::: Data to process :::

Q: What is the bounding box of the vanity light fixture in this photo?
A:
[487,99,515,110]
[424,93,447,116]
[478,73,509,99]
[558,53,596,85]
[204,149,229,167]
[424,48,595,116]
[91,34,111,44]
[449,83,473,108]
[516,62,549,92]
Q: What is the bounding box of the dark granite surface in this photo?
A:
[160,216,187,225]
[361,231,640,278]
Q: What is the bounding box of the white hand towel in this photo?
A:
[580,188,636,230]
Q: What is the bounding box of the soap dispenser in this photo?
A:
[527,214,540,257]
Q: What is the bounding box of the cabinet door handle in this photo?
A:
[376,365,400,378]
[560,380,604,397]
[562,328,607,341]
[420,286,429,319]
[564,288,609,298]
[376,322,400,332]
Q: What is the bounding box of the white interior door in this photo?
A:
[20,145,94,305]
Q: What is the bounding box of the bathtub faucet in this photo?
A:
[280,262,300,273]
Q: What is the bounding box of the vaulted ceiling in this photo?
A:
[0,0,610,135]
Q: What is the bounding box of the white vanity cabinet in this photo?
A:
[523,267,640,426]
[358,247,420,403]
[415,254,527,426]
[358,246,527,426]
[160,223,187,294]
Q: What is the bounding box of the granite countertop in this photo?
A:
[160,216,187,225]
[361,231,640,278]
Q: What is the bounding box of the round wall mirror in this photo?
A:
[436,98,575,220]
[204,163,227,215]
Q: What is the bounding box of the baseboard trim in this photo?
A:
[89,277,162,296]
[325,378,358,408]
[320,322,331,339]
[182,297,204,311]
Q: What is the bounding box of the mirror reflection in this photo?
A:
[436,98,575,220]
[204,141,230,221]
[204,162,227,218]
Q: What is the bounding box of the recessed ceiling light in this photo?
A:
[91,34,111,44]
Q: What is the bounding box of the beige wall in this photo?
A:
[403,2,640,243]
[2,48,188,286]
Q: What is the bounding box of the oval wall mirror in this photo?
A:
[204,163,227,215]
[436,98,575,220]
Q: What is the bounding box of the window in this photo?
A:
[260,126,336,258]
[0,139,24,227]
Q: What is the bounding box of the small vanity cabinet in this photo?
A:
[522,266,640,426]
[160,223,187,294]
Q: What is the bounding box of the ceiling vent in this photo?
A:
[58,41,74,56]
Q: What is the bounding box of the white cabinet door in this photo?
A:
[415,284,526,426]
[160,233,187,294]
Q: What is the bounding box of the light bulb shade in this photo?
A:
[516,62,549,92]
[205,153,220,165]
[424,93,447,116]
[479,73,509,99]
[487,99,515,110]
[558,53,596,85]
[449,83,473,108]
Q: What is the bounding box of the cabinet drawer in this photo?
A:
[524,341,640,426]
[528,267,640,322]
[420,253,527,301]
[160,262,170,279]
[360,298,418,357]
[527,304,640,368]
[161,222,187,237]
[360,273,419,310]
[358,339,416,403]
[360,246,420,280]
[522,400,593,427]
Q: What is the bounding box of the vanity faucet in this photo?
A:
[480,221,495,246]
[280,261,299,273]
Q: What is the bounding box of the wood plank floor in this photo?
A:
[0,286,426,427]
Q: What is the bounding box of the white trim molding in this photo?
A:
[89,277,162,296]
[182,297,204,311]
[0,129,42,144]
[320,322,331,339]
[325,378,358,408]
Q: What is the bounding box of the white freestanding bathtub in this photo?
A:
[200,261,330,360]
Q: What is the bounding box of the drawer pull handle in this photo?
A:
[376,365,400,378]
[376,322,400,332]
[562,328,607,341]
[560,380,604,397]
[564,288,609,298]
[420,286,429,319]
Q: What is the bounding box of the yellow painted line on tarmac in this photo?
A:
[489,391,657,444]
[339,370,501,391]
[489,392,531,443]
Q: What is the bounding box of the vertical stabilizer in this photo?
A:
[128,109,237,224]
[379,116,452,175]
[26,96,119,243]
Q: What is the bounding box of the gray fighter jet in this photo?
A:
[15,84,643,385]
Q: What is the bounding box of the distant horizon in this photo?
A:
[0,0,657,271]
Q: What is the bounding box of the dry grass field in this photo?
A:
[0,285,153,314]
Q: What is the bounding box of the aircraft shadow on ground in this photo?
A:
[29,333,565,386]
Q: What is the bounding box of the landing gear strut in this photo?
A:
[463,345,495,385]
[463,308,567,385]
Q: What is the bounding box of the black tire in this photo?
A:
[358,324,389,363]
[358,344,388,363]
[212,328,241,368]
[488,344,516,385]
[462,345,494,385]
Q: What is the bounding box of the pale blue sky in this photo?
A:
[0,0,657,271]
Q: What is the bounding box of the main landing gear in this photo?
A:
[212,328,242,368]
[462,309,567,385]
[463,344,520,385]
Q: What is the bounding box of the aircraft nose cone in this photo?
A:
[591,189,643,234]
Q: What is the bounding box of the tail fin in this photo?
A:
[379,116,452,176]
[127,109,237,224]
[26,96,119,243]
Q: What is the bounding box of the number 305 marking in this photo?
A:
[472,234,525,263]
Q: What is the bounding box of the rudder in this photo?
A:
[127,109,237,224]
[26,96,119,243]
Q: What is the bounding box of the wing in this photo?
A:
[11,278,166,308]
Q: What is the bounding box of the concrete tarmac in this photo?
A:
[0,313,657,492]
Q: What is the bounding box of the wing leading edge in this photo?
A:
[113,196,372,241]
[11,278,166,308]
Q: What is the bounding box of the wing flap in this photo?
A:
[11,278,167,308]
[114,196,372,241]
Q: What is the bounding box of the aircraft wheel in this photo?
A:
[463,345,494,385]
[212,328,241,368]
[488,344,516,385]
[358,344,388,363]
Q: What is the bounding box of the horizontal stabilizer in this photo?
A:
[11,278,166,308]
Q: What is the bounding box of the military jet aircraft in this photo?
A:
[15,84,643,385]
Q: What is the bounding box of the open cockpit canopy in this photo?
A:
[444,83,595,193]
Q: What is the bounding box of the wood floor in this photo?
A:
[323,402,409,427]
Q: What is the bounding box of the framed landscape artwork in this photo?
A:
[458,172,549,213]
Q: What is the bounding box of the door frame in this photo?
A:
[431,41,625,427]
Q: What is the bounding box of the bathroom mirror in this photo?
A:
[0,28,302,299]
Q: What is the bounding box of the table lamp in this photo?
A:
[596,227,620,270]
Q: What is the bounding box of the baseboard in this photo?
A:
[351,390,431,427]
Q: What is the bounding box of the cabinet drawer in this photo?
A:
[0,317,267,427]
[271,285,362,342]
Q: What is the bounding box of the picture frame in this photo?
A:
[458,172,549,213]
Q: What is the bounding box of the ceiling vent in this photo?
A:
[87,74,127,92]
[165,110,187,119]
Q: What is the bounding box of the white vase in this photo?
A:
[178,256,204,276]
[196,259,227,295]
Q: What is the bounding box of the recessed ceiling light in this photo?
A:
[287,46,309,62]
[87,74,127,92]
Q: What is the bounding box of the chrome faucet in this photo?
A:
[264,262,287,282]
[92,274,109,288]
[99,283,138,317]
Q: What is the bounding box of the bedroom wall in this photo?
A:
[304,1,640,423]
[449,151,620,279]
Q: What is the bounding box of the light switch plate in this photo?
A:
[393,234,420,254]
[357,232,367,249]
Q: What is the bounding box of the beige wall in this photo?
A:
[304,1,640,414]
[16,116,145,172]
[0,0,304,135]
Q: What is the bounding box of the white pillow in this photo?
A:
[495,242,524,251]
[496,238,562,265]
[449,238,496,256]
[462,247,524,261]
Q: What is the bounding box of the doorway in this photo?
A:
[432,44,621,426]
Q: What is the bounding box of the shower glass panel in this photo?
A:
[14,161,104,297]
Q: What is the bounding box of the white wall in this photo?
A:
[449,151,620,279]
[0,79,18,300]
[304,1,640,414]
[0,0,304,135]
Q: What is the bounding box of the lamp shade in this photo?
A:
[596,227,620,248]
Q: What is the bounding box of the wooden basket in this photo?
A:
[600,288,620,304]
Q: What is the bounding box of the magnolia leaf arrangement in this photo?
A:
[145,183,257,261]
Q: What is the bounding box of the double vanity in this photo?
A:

:::

▸ Task prompt: Update the part that opens with the line containing "Q: What is the bounding box of the tail" and closes with the line containing "[596,227,620,270]", replacing "bounding box" with "enclosing box" and leaving everything else as it is.

▸ Exercise response:
Q: What is the enclosing box of the tail fin in this photo?
A:
[379,116,452,176]
[127,109,237,224]
[26,96,119,243]
Q: What is the enclosing box of the number 305 marking in this photo?
A:
[472,234,525,263]
Q: What is the enclosing box of the rudder in this photo?
A:
[127,109,237,224]
[26,96,119,243]
Q: What is the enclosing box of the wing in this photo?
A:
[11,278,166,308]
Q: What is the enclosing box of the concrete tarmac in this photo?
A:
[0,313,657,492]
Q: What is the enclosing box of the wing leading edge in this photo?
A:
[113,196,372,241]
[11,278,166,308]
Q: What is the enclosing box of the wing flap in this photo?
A:
[11,278,167,308]
[114,196,372,241]
Q: What is the enclosing box of the aircraft wheel in this photo?
A:
[463,345,494,385]
[212,328,241,368]
[488,344,516,385]
[358,344,388,363]
Q: What is the enclosing box of the horizontal stabilizer in this photo?
A:
[11,278,166,308]
Q: What is the enclosing box of the military jet aircraft in this photo?
A:
[15,84,643,385]
Q: What is the enclosing box of the open cockpit canopy in this photo?
A:
[444,83,595,193]
Q: What is the enclosing box of the wood floor in this photo?
A:
[323,402,409,427]
Q: What is the enclosing box of the framed landscape artwork in this photo?
A:
[458,172,549,213]
Q: What is the enclosing box of the door frame in this photo?
A:
[431,41,625,427]
Q: What is the enclosing box of the bathroom mirror in this photo?
A:
[0,28,302,299]
Q: What is the enclosing box of the table lamp in this photo?
A:
[596,227,620,270]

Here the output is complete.